▶ Task description
Can you rewrite the lines of the dataset entries below as a numbered list, dropping any blank lines and leaving out the pictures?
BEGIN Dataset entries
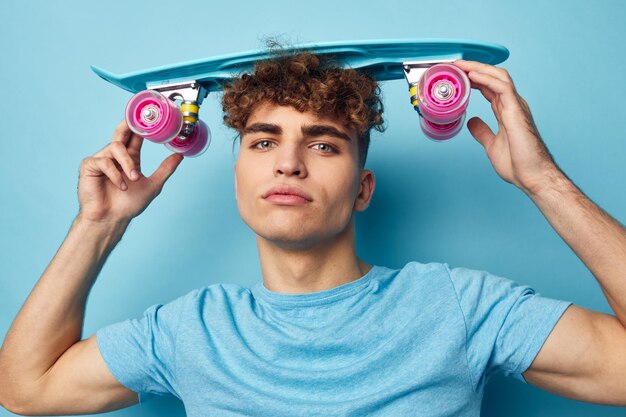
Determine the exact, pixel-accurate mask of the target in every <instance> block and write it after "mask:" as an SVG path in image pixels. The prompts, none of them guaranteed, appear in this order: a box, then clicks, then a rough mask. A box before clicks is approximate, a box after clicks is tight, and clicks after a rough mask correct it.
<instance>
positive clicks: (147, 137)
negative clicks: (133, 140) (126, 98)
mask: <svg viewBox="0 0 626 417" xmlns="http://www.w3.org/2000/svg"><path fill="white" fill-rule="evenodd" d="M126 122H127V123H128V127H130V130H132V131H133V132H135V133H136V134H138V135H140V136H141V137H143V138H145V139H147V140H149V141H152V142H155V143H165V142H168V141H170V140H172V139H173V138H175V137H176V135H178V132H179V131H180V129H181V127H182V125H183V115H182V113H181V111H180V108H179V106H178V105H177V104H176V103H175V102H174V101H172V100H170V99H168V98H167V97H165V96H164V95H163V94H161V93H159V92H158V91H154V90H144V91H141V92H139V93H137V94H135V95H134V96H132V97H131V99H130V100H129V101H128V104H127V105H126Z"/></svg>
END Dataset entries
▶ Answer section
1. Determine the exact, pixel-accurate mask of the target in every <instance> block and write it after "mask:" as an SVG path in image pixels. The prompts, none of them guaranteed, appear in this order: a box, then clicks, then a rough mask. A box before clicks is approximate, a box after clicks is tight, and clicks after a rough mask correct it.
2. <instance>
3. positive clicks: (147, 137)
4. negative clicks: (133, 140) (126, 98)
5. mask: <svg viewBox="0 0 626 417" xmlns="http://www.w3.org/2000/svg"><path fill="white" fill-rule="evenodd" d="M126 122H127V123H128V127H130V130H132V131H133V132H135V133H136V134H138V135H140V136H141V137H143V138H145V139H147V140H149V141H152V142H155V143H165V142H168V141H170V140H172V139H173V138H175V137H176V135H178V132H179V131H180V129H181V127H182V125H183V115H182V113H181V111H180V108H179V106H178V105H177V104H176V103H175V102H174V101H172V100H170V99H168V98H167V97H165V96H164V95H163V94H161V93H159V92H158V91H154V90H144V91H141V92H139V93H137V94H135V95H134V96H132V97H131V99H130V100H129V101H128V104H127V105H126Z"/></svg>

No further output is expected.